▶ Task details:
Please reproduce each of the following entries word for word, omitting the pictures.
* Begin The records *
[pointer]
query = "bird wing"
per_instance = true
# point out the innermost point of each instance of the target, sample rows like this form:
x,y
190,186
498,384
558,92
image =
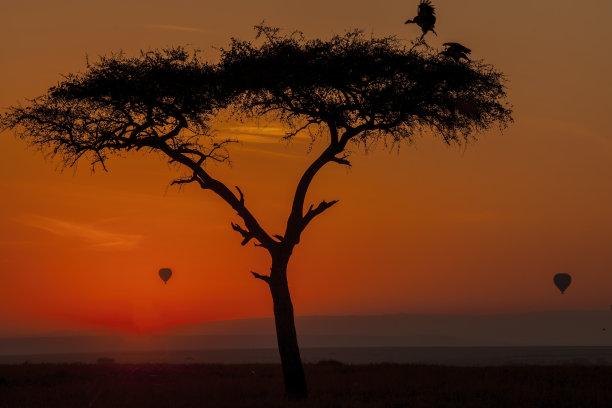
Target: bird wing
x,y
426,9
458,47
* End The records *
▶ Answer:
[pointer]
query = "bird wing"
per_instance = true
# point out the innermost point of each instance of the target, sample rows like this form:
x,y
190,186
498,384
558,92
image =
Target: bird wing
x,y
426,9
458,47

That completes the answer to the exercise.